→ **ACTIONS À RÉALISER**:
(1) Extrayez telles quelles les lignes des enregistrements, de celle qui contient « Scouting pass: put a marker on the pink » jusqu'à celle qui contient « [(390, 58), (357, 55)] », ces deux lignes comprises.
(2) Écrivez la suite de l'extrait sur les programmes de 2008 de l'école primaire, à partir de l'endroit où il s'arrête.

→ **EXTRAIT**:
_ _ _ _ _
Cinq années plus tard, le jugement des maîtres d’école se confirme. Si dans l’ensemble les programmes de 2008 sont jugés « clairs et concis », on déplore principalement la « trop grande densité des contenus » qui est incompatible avec le « temps d’enseignement imparti » (p. 4) et qui empêche « de donner du sens » (p. 5) à ce qui est enseigné. On regrette que ces programmes « lourds » et « denses » (p. 10) soient « déconnecté[s] de la transversalité des apprentissages » parce que « trop technique[s] » (p. 5). De plus, alors que le résultat attendu par M. Darcos de ses programmes était de « diviser par trois, en cinq ans, le nombre d’élèves qui sortent de l’école primaire avec de graves difficultés », le jugement des enseignants est sans appel : « les programmes [de 2008] ne respectent pas toujours les capacités et le rythme d’acquisition des élèves, et seraient donc trop difficiles pour eux. » (p. 4) Conclusion : « les enseignants déclarent vouloir accorder plus d’attention encore aux apprentissages fondamentaux » (p. 5).
Le principal reproche adressé aux programmes de l’ère Darcos est leur caractère transmissif, comme si enseigner consistait à transvaser du savoir d’un esprit plein (celui du maître) à un esprit vide (celui de l’élève) : « On souhaiterait davantage de manipulation, d’expérimentation, de recherche, de réflexion, de raisonnement, de tâtonnement, de découverte, de questionnement et d’observation (par ordre de fréquence de citation) dans toutes les contributions directes et académiques : « les programmes privilégient la mémorisation, la mécanisation des apprentissages, au détriment de la compréhension. Ils induisent un modèle transmissif, une perte de sens » (académie de Limoges). Face aux programmes, les enseignants déclarent être placés de fait en situation d’enseignement frontal, transmissif, alors qu’ils souhaiteraient mettre en place d’autres démarches d’apprentissages » (p. 9). Et enfin, ce jugement sans appel : le caractère transmissif des programmes de 2008 annule ce qui fait l’essentiel de l’enseignement dispensé en primaire, c’est-à-dire la transversalité des apprentissages qui est un gage de sens et d’intérêt pour les élèves : « Pour une majorité de contributions, le modèle transmissif et frontal ainsi que les manques de mises en réflexion engendrent une perte de sens et de transversalité des apprentissages. L’accumulation de contenus, de savoirs, au détriment de la démarche, un cloisonnement des enseignements induisent un recul de l’interdisciplinarité, de la mise en projet (53,57 %). Pour l’élève, à cause de ce mode d’apprentissage, « l’épanouissement n’est plus envisageable » (Nancy-Metz) » (p. 10).
_ _ _ _ _
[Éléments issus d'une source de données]
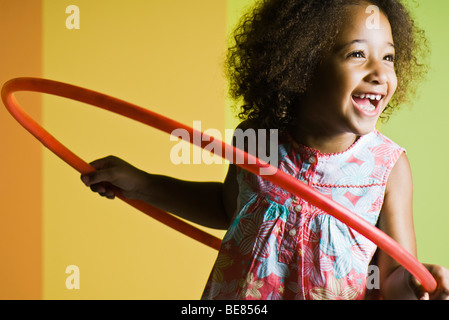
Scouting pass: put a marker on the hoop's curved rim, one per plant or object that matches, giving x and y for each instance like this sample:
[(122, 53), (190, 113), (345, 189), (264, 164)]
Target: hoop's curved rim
[(167, 125)]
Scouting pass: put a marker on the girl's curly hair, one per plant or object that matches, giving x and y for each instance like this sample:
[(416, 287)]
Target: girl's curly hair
[(279, 45)]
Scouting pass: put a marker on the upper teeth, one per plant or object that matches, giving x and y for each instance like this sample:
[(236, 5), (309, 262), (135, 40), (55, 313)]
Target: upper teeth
[(369, 96)]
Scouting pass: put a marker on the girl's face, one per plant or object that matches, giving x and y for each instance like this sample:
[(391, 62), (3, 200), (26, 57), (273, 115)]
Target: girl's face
[(357, 78)]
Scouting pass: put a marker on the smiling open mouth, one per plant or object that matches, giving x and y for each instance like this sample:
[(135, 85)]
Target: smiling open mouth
[(367, 103)]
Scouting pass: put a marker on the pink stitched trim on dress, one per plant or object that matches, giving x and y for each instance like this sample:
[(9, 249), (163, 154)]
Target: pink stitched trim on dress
[(326, 185)]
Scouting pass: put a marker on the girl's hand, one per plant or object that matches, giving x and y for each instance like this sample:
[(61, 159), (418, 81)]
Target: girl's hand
[(115, 176), (441, 275)]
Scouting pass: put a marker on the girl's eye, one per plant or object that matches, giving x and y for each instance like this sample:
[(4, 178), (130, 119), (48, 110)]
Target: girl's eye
[(390, 58), (357, 55)]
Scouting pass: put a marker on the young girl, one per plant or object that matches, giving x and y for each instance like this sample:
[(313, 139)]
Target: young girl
[(322, 72)]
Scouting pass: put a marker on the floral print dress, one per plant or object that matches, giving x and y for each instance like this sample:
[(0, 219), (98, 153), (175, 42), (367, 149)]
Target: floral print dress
[(281, 247)]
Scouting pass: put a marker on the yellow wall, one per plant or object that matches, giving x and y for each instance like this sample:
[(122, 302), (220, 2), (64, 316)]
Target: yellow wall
[(166, 56), (163, 55)]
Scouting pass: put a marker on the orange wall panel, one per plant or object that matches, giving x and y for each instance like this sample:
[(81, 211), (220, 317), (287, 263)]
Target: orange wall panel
[(20, 160)]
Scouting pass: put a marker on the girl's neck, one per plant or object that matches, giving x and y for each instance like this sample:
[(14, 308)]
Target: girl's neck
[(322, 141)]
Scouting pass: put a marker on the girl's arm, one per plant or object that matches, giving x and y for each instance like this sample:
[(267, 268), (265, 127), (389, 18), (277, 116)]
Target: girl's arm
[(396, 219), (210, 204)]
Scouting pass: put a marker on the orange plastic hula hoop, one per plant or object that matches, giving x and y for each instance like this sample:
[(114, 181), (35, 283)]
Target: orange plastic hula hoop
[(250, 163)]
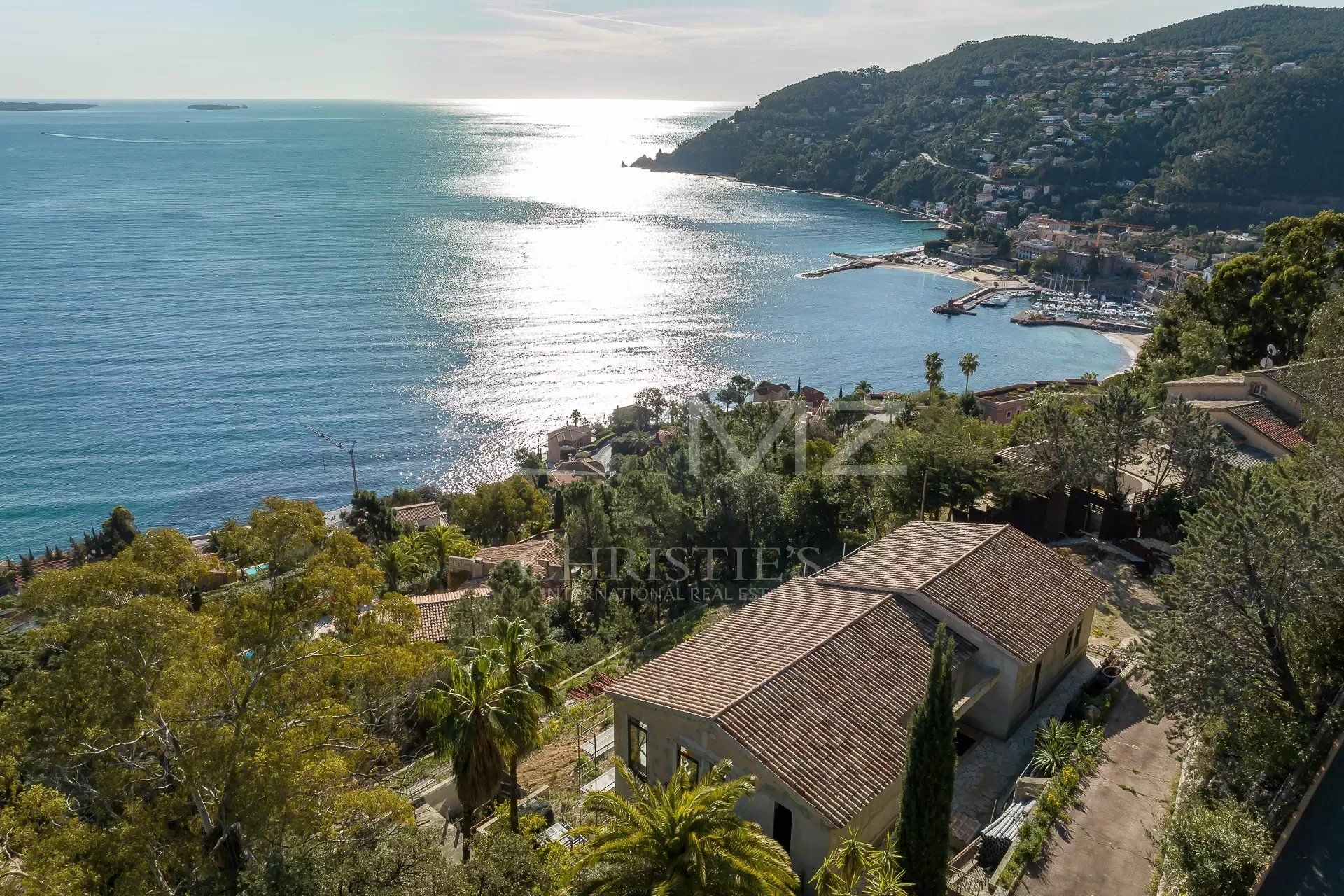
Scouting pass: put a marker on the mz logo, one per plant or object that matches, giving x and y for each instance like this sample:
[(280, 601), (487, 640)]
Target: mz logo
_ _ _ _ _
→ **RÉSULTATS PAR TÂCHE**:
(1)
Scouting pass: put a marker on the pink stitched trim on dress, one per plant or object that matches, giving x and y for each instance like this sample:
[(9, 249), (163, 154)]
Target: pink stitched trim on dress
[(326, 185)]
Scouting pass: put a marker on the girl's hand, one per plant or object that matches, giving x and y for each instance like this sample:
[(61, 159), (418, 81)]
Target: girl's hand
[(115, 176), (441, 275)]
Scouting pass: put a marker on the girl's eye, one per plant or object that matches, giving x and y for each instance like this sample:
[(4, 178), (130, 119), (48, 110)]
Target: girl's eye
[(390, 58), (357, 55)]

(2)
Récapitulons les attentes qui se dessinent de cette concertation automnale qui a permis « pour la première fois dans l’histoire des politiques éducatives de laisser s’exprimer les professionnels sur l’objet de leur mission » (p. 6) :
– la liberté pédagogique des enseignants doit être respectée, ce qui implique que les programmes ne doivent pas, de par leur lourdeur, n’être envisageable que d’un point de vue transmissif ;
– du coup, il faut en revenir à un caractère transversal de l’enseignement primaire « pour la mise en projet et pour donner du sens aux apprentissages » (p. 17) ;
– ce qui implique de repenser la durée hebdomadaire d’enseignement, puisque « c’est le temps d’enseignement qui s’avère la clé des apprentissages réussis et celle d’une prise en compte de l’élève » (p. 10) ;
– ou de recentrer les apprentissages sur les « fondamentaux », ce qui alors serait en contradiction avec cette « dimension culturelle » ou « le développement de la transversalité des apprentissages » que les enseignants « jugent indispensable[s] » (p. 11).
Un premier pas ministériel vers un allégement des programmes en vigueur
En juin 2014 est parue au Bulletin officiel (n° 25) la circulaire n° 2014-081, intitulée « Recommandations pour la mise en œuvre des programmes ». En voici l’introduction :
« Les observations faites lors de la consultation nationale menée à l’automne 2013 sur les programmes de l’école primaire de 2008 doivent être prises en compte. La présente circulaire a pour objectif d’apporter un certain nombre d’indications pour la mise en œuvre des programmes de l’école élémentaire, en attendant leur renouvellement à compter de la rentrée scolaire 2016. »
On est donc loin de la mascarade de consultation menée en 2008 et largement moquée: quelques mois après avoir demandé leur avis aux enseignants, le Ministère rectifie le tir et prend en compte les demandes de ceux qui ont une part prépondérante dans l’instruction publique. Jugeons plutôt :
« Les enseignants ménagent autant que possible des situations de transversalité qui permettent notamment des retours réguliers sur les apprentissages du français et des mathématiques : tous les domaines d’apprentissage donnent lieu à des exercices écrits et oraux réguliers. Cette transversalité donne plus de sens aux apprentissages en créant du lien entre les différents domaines. Accorder de l’importance au sens des apprentissages, c’est revenir sur l’opposition classique entre sens et automatisation : il ne s’agit pas de les opposer, mais de les construire simultanément. La construction du sens est indispensable à l’élaboration de savoirs solides que l’élève, acteur de ses apprentissages, pourra réinvestir. L’automatisation de certaines procédures est le moyen de libérer des ressources cognitives pour que l’élève puisse accéder à des opérations plus élaborées et à la compréhension ».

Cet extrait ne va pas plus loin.